Your assignment —
Every entry below should be restated word for word, except for its images.

Stored items —
⁂

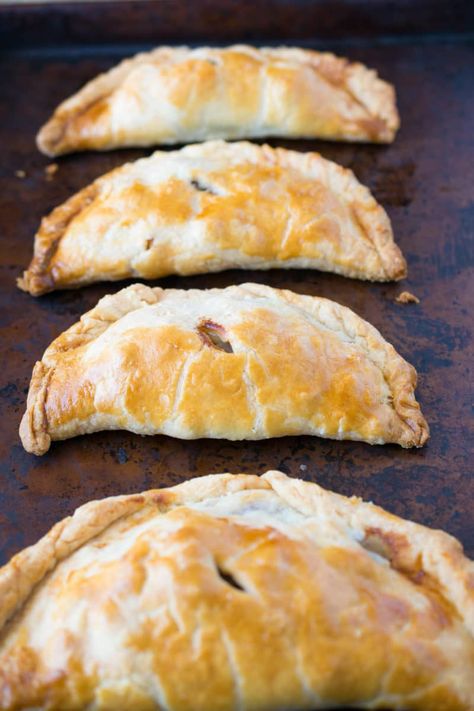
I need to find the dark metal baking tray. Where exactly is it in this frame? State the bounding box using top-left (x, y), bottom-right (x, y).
top-left (0, 5), bottom-right (473, 702)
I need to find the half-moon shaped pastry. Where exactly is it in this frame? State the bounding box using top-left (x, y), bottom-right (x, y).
top-left (19, 141), bottom-right (406, 296)
top-left (37, 45), bottom-right (399, 156)
top-left (20, 283), bottom-right (428, 455)
top-left (0, 471), bottom-right (472, 710)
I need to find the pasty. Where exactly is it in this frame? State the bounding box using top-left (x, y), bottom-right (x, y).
top-left (19, 141), bottom-right (406, 295)
top-left (20, 283), bottom-right (428, 454)
top-left (0, 471), bottom-right (472, 709)
top-left (37, 45), bottom-right (399, 156)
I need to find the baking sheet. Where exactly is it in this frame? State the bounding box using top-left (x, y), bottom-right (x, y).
top-left (0, 3), bottom-right (472, 653)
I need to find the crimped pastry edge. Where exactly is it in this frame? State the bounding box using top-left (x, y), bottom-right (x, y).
top-left (19, 283), bottom-right (429, 455)
top-left (36, 45), bottom-right (399, 157)
top-left (17, 182), bottom-right (100, 296)
top-left (0, 471), bottom-right (471, 640)
top-left (19, 141), bottom-right (406, 296)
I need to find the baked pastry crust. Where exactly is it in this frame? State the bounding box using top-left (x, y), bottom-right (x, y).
top-left (19, 141), bottom-right (406, 296)
top-left (0, 471), bottom-right (472, 710)
top-left (20, 283), bottom-right (428, 455)
top-left (37, 45), bottom-right (399, 156)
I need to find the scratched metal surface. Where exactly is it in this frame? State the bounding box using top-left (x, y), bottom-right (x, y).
top-left (0, 33), bottom-right (473, 587)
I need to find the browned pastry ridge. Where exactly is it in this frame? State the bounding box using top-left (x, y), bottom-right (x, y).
top-left (0, 471), bottom-right (473, 709)
top-left (20, 283), bottom-right (428, 455)
top-left (37, 45), bottom-right (399, 156)
top-left (19, 141), bottom-right (406, 296)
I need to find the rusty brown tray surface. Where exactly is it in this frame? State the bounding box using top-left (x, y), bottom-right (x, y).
top-left (0, 1), bottom-right (473, 632)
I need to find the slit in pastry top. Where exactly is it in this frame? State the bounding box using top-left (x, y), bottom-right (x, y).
top-left (36, 45), bottom-right (399, 156)
top-left (20, 283), bottom-right (428, 455)
top-left (18, 141), bottom-right (406, 295)
top-left (0, 472), bottom-right (472, 710)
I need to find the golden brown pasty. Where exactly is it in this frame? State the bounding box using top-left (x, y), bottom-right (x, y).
top-left (19, 141), bottom-right (406, 296)
top-left (0, 470), bottom-right (472, 710)
top-left (20, 283), bottom-right (428, 455)
top-left (37, 45), bottom-right (399, 156)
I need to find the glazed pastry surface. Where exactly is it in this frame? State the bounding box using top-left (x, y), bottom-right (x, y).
top-left (0, 471), bottom-right (472, 710)
top-left (19, 141), bottom-right (406, 295)
top-left (37, 45), bottom-right (399, 156)
top-left (20, 283), bottom-right (428, 454)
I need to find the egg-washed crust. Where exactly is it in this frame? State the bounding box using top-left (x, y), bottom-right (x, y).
top-left (19, 141), bottom-right (406, 296)
top-left (0, 471), bottom-right (472, 710)
top-left (20, 284), bottom-right (429, 454)
top-left (37, 45), bottom-right (399, 157)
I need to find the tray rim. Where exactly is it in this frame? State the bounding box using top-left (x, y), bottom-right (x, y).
top-left (2, 0), bottom-right (474, 51)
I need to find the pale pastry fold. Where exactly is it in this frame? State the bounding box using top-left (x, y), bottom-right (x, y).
top-left (36, 45), bottom-right (399, 156)
top-left (20, 283), bottom-right (428, 455)
top-left (0, 471), bottom-right (473, 710)
top-left (19, 141), bottom-right (406, 295)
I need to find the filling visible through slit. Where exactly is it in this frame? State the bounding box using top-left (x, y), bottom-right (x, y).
top-left (361, 527), bottom-right (426, 585)
top-left (216, 564), bottom-right (246, 592)
top-left (361, 529), bottom-right (394, 562)
top-left (190, 177), bottom-right (218, 195)
top-left (197, 320), bottom-right (234, 353)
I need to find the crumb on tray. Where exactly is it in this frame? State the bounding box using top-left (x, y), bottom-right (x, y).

⁂

The answer —
I need to find the dark metal baking tray. Where exactly is it in this frame? State the bounding box using top-left (x, y), bottom-right (x, y).
top-left (0, 5), bottom-right (473, 702)
I need to find the half-moon shaped pastry. Where exactly is it in this frame? State the bounding box using top-left (x, y), bottom-right (x, y).
top-left (19, 141), bottom-right (406, 296)
top-left (37, 45), bottom-right (399, 156)
top-left (20, 283), bottom-right (428, 455)
top-left (0, 471), bottom-right (472, 710)
I need to find the pasty. Where exactly is it in this frame? State the bounding box using top-left (x, y), bottom-right (x, y).
top-left (19, 141), bottom-right (406, 295)
top-left (20, 283), bottom-right (428, 454)
top-left (0, 471), bottom-right (472, 709)
top-left (37, 45), bottom-right (399, 156)
I need to find the baking sheet. Where exactly is it in this frame? State the bounding box using top-left (x, y), bottom-right (x, y).
top-left (0, 3), bottom-right (472, 653)
I need to find the crimped pastry edge. Where exactly is it in this frame? State the bounding box using top-left (x, y), bottom-right (x, y).
top-left (19, 283), bottom-right (429, 455)
top-left (36, 45), bottom-right (399, 157)
top-left (17, 182), bottom-right (100, 296)
top-left (0, 471), bottom-right (471, 640)
top-left (19, 141), bottom-right (406, 296)
I need to find the baked pastry crust. Where exactly is it in this frame? State the bounding box using top-left (x, y), bottom-right (x, y).
top-left (19, 141), bottom-right (406, 296)
top-left (0, 471), bottom-right (472, 710)
top-left (20, 283), bottom-right (428, 455)
top-left (37, 45), bottom-right (399, 156)
I need to find the scratched metal surface. Where exactly is it in this frame? State the bounding box using top-left (x, y), bottom-right (x, y).
top-left (0, 33), bottom-right (473, 587)
I need to find the browned pastry ridge. Where exactly is it in this frame? State the bounding box using top-left (x, y), bottom-right (x, y).
top-left (0, 471), bottom-right (473, 709)
top-left (20, 283), bottom-right (428, 455)
top-left (37, 45), bottom-right (399, 156)
top-left (19, 141), bottom-right (406, 296)
I need to find the rusty brown tray surface. Where exactly is it in this frame? State the bounding box using top-left (x, y), bottom-right (x, y).
top-left (0, 1), bottom-right (473, 632)
I need to find the slit in pastry top. Where exactly is it in this frame? State the bounding box using top-left (x, y), bottom-right (x, y).
top-left (36, 45), bottom-right (399, 156)
top-left (20, 283), bottom-right (428, 455)
top-left (18, 141), bottom-right (406, 295)
top-left (0, 472), bottom-right (472, 710)
I need to find the golden brown pasty. Where exactly is it in this frame? State the bounding box using top-left (x, y), bottom-right (x, y).
top-left (19, 141), bottom-right (406, 296)
top-left (0, 470), bottom-right (472, 710)
top-left (20, 283), bottom-right (428, 455)
top-left (37, 45), bottom-right (399, 156)
I need to find the glazed pastry surface. Where exactly is it in this frame? State the bounding box using top-left (x, y), bottom-right (x, y).
top-left (0, 471), bottom-right (472, 710)
top-left (19, 141), bottom-right (406, 295)
top-left (37, 45), bottom-right (399, 156)
top-left (20, 283), bottom-right (428, 454)
I need to find the egg-washed crust. Where exactly is it in this frame? State the bounding box using top-left (x, y), bottom-right (x, y).
top-left (19, 141), bottom-right (406, 296)
top-left (0, 471), bottom-right (472, 710)
top-left (20, 284), bottom-right (429, 454)
top-left (37, 45), bottom-right (399, 157)
I need to find the tray rim. Where exactly is it in this frame? State the bounding box using top-left (x, y), bottom-right (x, y).
top-left (2, 0), bottom-right (474, 51)
I need to find the pale pastry fold. Where exactly is it in this frame? State the bounding box using top-left (x, y), bottom-right (x, y).
top-left (36, 45), bottom-right (399, 156)
top-left (20, 283), bottom-right (428, 455)
top-left (0, 471), bottom-right (473, 710)
top-left (19, 141), bottom-right (406, 295)
I need to find the filling visible through slit. Where exactly is it in this frame? State the bounding box using top-left (x, y), bottom-right (x, y).
top-left (361, 527), bottom-right (426, 585)
top-left (216, 564), bottom-right (246, 592)
top-left (361, 529), bottom-right (394, 562)
top-left (190, 177), bottom-right (218, 195)
top-left (197, 320), bottom-right (234, 353)
I need to find the crumb on tray. Where exactly is it in this frame? State the bounding box using top-left (x, y), bottom-right (x, y).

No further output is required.